● Records to use:
+--

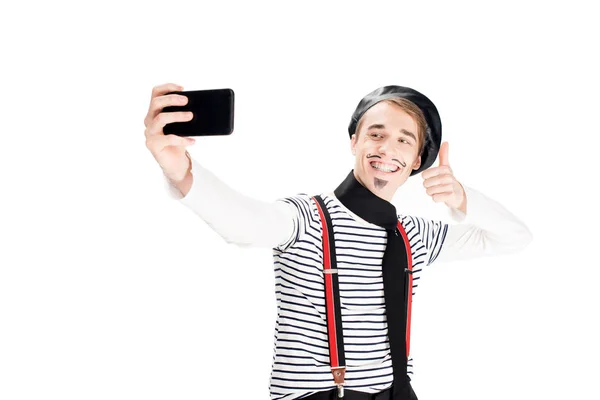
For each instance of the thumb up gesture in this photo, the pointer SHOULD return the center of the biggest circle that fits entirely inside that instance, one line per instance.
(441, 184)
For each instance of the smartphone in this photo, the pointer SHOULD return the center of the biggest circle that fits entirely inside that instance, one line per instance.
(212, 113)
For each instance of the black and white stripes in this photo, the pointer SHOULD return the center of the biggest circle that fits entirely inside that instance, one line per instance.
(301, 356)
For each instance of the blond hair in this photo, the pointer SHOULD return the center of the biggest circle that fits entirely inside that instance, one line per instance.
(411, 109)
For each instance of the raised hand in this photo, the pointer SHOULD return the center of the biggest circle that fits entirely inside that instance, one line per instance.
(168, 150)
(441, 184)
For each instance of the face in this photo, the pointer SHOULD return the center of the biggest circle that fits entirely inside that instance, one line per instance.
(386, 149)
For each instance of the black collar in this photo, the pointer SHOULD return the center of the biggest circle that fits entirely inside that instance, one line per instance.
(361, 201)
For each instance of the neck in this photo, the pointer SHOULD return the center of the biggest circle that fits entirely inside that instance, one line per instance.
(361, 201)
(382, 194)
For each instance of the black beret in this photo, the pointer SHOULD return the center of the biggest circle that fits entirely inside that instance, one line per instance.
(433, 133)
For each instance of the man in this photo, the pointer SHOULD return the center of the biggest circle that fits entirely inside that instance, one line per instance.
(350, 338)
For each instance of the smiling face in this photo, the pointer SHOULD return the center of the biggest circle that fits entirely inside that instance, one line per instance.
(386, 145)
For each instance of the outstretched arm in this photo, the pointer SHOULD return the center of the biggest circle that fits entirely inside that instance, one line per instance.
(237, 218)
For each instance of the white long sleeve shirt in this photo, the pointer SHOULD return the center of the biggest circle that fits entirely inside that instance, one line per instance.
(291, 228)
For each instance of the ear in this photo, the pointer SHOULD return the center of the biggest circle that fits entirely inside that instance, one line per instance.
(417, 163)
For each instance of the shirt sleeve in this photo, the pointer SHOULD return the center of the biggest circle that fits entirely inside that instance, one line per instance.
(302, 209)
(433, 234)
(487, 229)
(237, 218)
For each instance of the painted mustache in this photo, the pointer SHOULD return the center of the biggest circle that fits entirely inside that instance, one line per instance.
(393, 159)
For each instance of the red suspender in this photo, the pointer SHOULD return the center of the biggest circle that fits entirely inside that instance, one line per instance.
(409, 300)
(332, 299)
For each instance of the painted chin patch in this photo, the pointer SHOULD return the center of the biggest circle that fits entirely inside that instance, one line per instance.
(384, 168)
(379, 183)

+--

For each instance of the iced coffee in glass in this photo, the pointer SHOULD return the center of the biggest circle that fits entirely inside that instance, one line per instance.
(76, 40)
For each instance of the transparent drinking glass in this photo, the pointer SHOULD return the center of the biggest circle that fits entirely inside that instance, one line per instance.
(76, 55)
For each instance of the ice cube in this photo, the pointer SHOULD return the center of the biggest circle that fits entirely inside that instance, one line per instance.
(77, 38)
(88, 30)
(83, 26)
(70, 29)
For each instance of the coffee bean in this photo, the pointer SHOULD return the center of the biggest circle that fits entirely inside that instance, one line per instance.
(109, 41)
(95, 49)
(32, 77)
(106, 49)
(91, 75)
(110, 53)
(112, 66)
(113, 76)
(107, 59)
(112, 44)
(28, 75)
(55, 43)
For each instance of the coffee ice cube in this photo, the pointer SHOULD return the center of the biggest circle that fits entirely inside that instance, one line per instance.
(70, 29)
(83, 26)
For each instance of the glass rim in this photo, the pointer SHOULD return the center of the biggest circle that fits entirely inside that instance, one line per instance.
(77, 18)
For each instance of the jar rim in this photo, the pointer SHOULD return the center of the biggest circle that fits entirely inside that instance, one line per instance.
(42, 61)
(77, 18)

+--

● Written request:
Return each line of the data above that contains the word "white", treating uppercase and lowercase letters as different.

● Complete response:
For each instance of the black and white stripes in this photo, the pointer SHOULD return the center of the biggest circle that fits entirely inside that instance, one line per instance.
For each instance of the white long sleeve shirt in this photo, the pointer SHOULD return the center of the biggest circle that fits entirely inside that instance, one line per instance.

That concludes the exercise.